WHAT YOU WILL DO.
1 – According to the earnings call remarks, on what date did Karen Parkhill join as Vice Chairman?
2 – Continue the earnings call remarks from the point where they end.

With the uncertain national and global economies, we have heightened our focus on revenue-generating initiatives and expense controls. Beth will go into more detail, but in addition to delivering the revenue and expense synergies from the Sterling acquisition, we plan to reallocate resources to faster-growing businesses, leverage opportunities to lower deposit pricing and continue to utilize technology to produce efficiencies, among many other action items. By continuing to strengthen our franchise, we believe we will be able to drive growth in this challenging economic environment.

Before turning the call over to Beth, I want to remind you that Karen Parkhill is here as well. As you may know, Karen joined us on August 8, as a Vice Chairman. Initially, she has assumed administrative responsibilities for the service company, corporate planning and development, and corporate compliance and financial intelligence. Following the filing of our Form 10-Q for the third quarter 2011, and as previously announced, it is anticipated that Karen will assume the additional role of Chief Financial Officer, succeeding Beth, who plans to retire in April 2012. As CFO, Karen will assume reporting for fourth quarter 2011 results and for all financial reporting thereafter. A special thanks to Beth for all her contributions over the years. And now I'll turn the call over to Beth.

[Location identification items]
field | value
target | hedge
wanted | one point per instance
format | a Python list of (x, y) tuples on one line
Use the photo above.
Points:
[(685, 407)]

THE ANSWERS.
1 – August 8

2 –
Elizabeth S. Acton

Thanks, Ralph. Good morning, everyone. Turning to Slide 6. Total period-end loans at September 30 of $41.2 billion increased $2 billion from June 30, primarily due to the addition of Sterling.

Loan growth in Texas accelerated in the third quarter with the acquisition of Sterling. Legacy Comerica Texas loans increased for the fourth consecutive quarter by $113 million, or 2%. Commercial loans increased $1.1 billion at period end, with $393 million due to the addition of Sterling and Comerica legacy loan growth of 3%, or $668 million. This primarily reflected a $1 billion increase in the Specialty Businesses, including Mortgage Banker, Energy, Technology and Life Sciences and Entertainment. As anticipated, average outstandings in National Dealer Services were down $488 million and down $290 million at period end. This was a result of supply-chain disruptions related to the Japanese earthquakes. We expect Dealer inventories and loan outstandings will grow in the fourth quarter. As we predicted, the pace of decline in Comerica legacy commercial real estate slowed in the third quarter.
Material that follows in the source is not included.